# WORK ORDER:
In your copy, include every entry exactly as written but no pictures.

Saved entries:
------------------------------------
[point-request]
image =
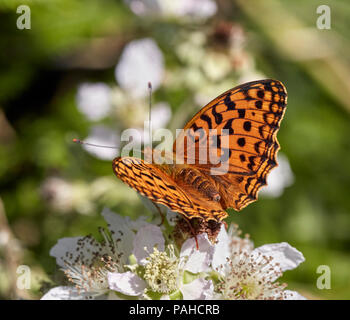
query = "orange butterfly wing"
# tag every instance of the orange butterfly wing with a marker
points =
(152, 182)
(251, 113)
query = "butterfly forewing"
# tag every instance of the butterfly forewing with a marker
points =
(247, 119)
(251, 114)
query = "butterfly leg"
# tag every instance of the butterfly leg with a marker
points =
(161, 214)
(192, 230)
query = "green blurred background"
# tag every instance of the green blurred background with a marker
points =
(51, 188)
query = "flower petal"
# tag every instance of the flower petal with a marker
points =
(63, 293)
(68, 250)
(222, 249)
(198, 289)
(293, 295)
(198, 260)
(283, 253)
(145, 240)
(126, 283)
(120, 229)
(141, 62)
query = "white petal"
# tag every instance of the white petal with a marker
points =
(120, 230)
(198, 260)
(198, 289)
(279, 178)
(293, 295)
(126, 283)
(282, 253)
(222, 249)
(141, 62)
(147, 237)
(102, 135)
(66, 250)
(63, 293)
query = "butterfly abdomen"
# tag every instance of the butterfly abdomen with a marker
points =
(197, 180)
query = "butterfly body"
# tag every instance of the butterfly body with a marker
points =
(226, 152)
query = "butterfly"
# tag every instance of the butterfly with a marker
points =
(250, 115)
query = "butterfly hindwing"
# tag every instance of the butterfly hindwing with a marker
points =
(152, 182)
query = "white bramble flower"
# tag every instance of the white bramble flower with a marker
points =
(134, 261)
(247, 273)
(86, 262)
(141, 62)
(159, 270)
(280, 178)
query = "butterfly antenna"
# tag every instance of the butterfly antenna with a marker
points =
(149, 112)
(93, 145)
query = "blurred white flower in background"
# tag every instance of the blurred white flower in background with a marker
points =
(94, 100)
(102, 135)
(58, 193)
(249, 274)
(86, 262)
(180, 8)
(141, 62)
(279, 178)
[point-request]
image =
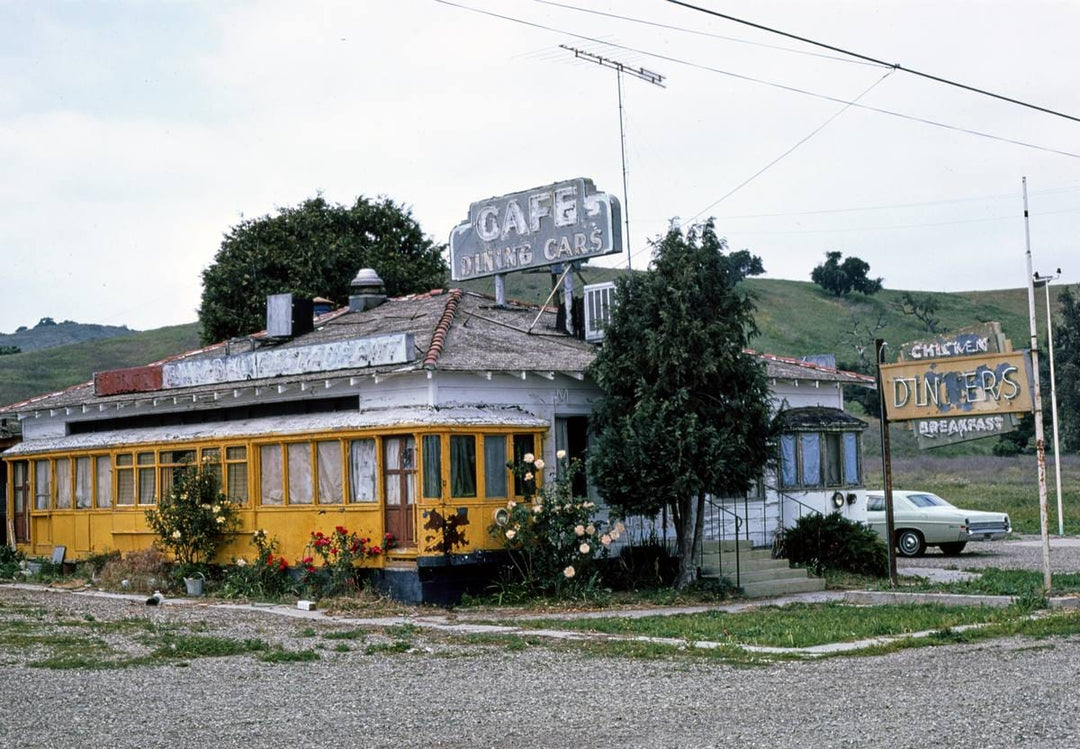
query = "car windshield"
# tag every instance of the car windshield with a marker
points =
------------------------------------
# RESPONSE BELOW:
[point-request]
image =
query = "orange butterfly wing"
# tag every instance of the orange butterfly wing with a marker
points =
(152, 182)
(251, 113)
query = "butterfly forewing"
# tag every instance of the butterfly forewing with a marker
points =
(247, 119)
(251, 114)
query = "butterfly leg"
# tag every instance of the butterfly leg with a marker
points =
(161, 214)
(192, 230)
query = "green blurred background"
# tag every instance of the green blurred background with a marker
points =
(51, 188)
query = "flower petal"
# tag every instance of the flower petal with a marker
points =
(63, 293)
(68, 250)
(222, 249)
(198, 289)
(293, 295)
(198, 260)
(283, 253)
(145, 240)
(126, 283)
(120, 229)
(141, 62)
query = "white petal"
# tag every instance of the white petal with a marker
points =
(120, 230)
(198, 260)
(198, 289)
(279, 178)
(293, 295)
(126, 283)
(282, 253)
(222, 249)
(141, 62)
(147, 237)
(102, 135)
(66, 250)
(63, 293)
query = "butterfly abdomen"
# tag every instance of the butterfly abdomen with a marker
points =
(197, 180)
query = "butterfly body"
# tag every instance of the butterfly body with a marker
points =
(226, 152)
query = "butterfly"
# tag every instance of the butterfly with a marker
points =
(250, 115)
query = "butterfly hindwing"
# tag every instance of the butterfly hindwing with a marker
points =
(152, 182)
query = "white bramble flower"
# tag every instance of the white bramble flower with a marker
points =
(134, 261)
(247, 273)
(86, 262)
(141, 62)
(159, 270)
(280, 178)
query = "butterfly antenna"
# tag every instance of the butterfly antenna with a marker
points =
(149, 112)
(93, 145)
query = "blurred white flower in background"
# tag every instance of the blurred white flower in background with a marker
points =
(94, 100)
(102, 135)
(58, 193)
(249, 274)
(86, 262)
(180, 8)
(141, 62)
(279, 178)
[point-request]
image =
query = "car windshield"
# tag every instance of the car windshield with a marker
points =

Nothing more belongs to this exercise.